─── TEXT SECTION ───
This process of mechanically and electrically connecting LED modules 112 together can be repeated any number of times as needed to form the string 1000, the string 1100, or a different string, though generally each string should be limited to a length of 20 feet (e.g., 80 LED modules 112) due to weight and electrical limitations (longer strings will need to be powered at two ceiling points as discussed below). In turn, the power provided by the one or more drivers of the first light fixture 108A or the second light fixture 108B can also be supplied to the first and second LEDs 412, 416 of any other LED modules 112 part of the string 1000, the string 1100, or any strings of LED modules 112. The first and second LEDs 412, 416 of these LED modules 112 will likewise emit light.
It will be appreciated that the lighting system 100 (and more particularly the first and second light fixtures 108A, 108B) can be customized by adjusting the components of the lighting system 100 in a number of different ways, as desired. Several examples are discussed below. First, by loosening the fasteners discussed above, the LED modules 112 (particularly the first and second connector sub-assemblies 440, 444) can be rotated (up to 180 degrees) relative to the first light fixture 108A or the second light fixture 108B in order to, for example, adjust the direction or orientation of the LED modules 112. Second, one or more of the LED modules 112 can be removed from the string 1000, the string 1100, or another string in a similar manner (albeit the steps will be performed in reverse), which can be done in order to, for example, reduce the length of the string 1000, the string 1100, or other string. Third, additional LED modules 112 can be added to the string 1000, the string 1100, or other string in a similar manner in order to, for example, increase the length of the string 1000, the string 1100, or other string. Fourth, LED modules 112 coupled to one of the light fixtures 108 can be directly coupled to (or decoupled from) LED modules 112 coupled to another one of the light fixtures 108. As illustrated in, for example, FIG. 12, the LED modules 112 coupled to the first light fixture 108A can be directly coupled to the LED modules 112 coupled to the second light fixture 108B, thereby forming a swag 1300 of LED modules 112 that hang from and between the first light fixture 108A and the second light fixture 108B. As another example, the LED modules 112 coupled to the first light fixture 108A can be directly coupled to (or decoupled from) a third light fixture 108C in the form of a stand-off light fixture 1700 that is structurally similar to the components shown in FIG. 2 and installed in or on a desired surface in the environment 104, as illustrated in FIG. 13.
───
From the LED string text, list every way it gives to customize the lighting system. The material after this point isn't needed.
─── SUPPLIED MATERIAL ───
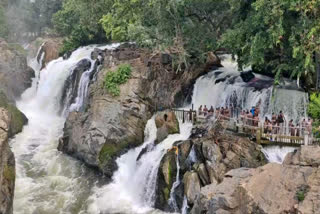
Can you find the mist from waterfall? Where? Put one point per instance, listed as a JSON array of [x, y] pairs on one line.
[[225, 87], [133, 187], [48, 181]]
───
FINAL ANSWER –
- Loosening the fasteners and rotating the LED modules (up to 180 degrees) relative to the first or second light fixture to adjust their direction or orientation
- Removing one or more LED modules from a string to reduce its length
- Adding more LED modules to a string to increase its length
- Directly coupling (or decoupling) LED modules attached to one light fixture with LED modules attached to another light fixture